Text excerpt:
Eventually the film was a co-production between Theodora, the production company of Cornel Wilde and Jean Wallace, and Security, a company of Phil Yordan and Sidney Harmon. Wilde changed the title to The Big Combination and Wallace suggested it be shortened to The Big Combo.

Jack Palance was originally cast opposite Wilde. Finance originally came from United Artists but they dropped out and Allied Artists stepped in.
===Shooting===
Filming was brought forward to start on September 7, because of studio space availability. Palance dropped out of the film, claiming he wanted a week off after finishing Victor Saville's The Silver Chalice (1954) with Virginia Mayo and Paul Newman in his first film role. Palance was disappointed his wife was not cast in the second female lead. He was replaced by Richard Conte. Conte's casting meant the start date for another film, Cry Vengeance, had to be pushed back.

The film also marked the conclusion of Helen Walker's film career; she was consigned to a small but pivotal role in The Big Combo.

The film was shot in 26 days.

==Reception==
Joseph Lewis said "we had a very good reception on that, extremely fine."

Required action: Write down the passage on the making of The Big Combo word for word. Begin at the words "Jack Palance was" and stop after "in The Big Combo.". The listing comes from a source unrelated to the passage on The Big Combo.

Stored data:

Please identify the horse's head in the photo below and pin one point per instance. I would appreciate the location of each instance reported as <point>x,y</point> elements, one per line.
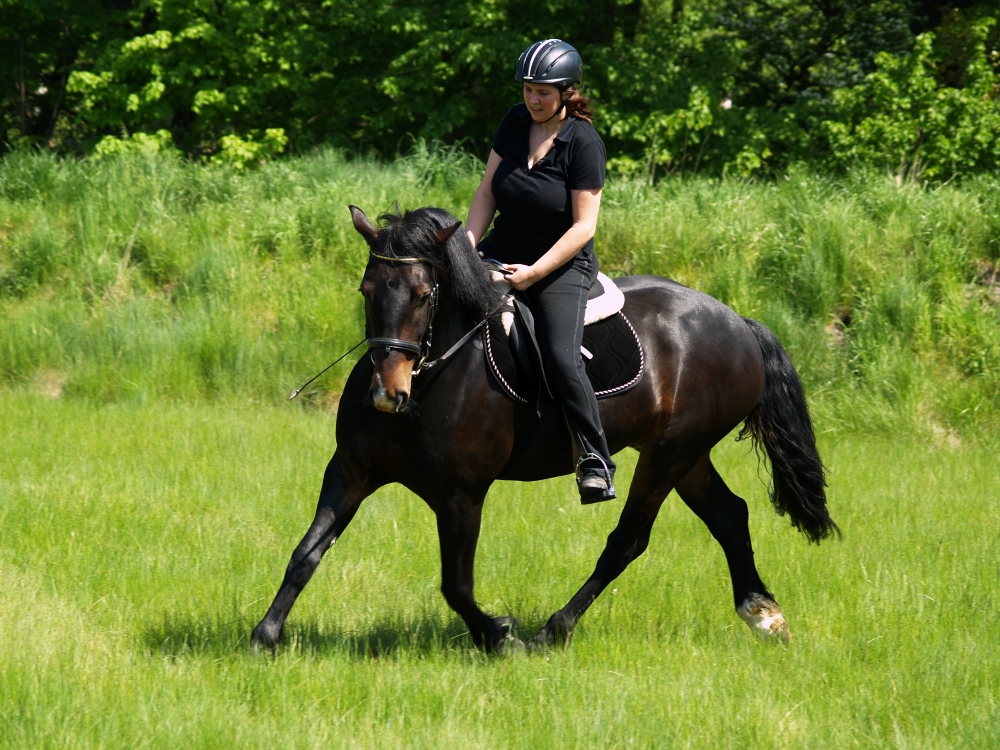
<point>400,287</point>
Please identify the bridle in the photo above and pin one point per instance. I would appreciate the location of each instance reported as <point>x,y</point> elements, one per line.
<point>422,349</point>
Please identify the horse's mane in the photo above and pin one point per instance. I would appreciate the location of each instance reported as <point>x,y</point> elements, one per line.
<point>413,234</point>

Solution to this problem:
Jack Palance was originally cast opposite Wilde. Finance originally came from United Artists but they dropped out and Allied Artists stepped in.
===Shooting===
Filming was brought forward to start on September 7, because of studio space availability. Palance dropped out of the film, claiming he wanted a week off after finishing Victor Saville's The Silver Chalice (1954) with Virginia Mayo and Paul Newman in his first film role. Palance was disappointed his wife was not cast in the second female lead. He was replaced by Richard Conte. Conte's casting meant the start date for another film, Cry Vengeance, had to be pushed back.

The film also marked the conclusion of Helen Walker's film career; she was consigned to a small but pivotal role in The Big Combo.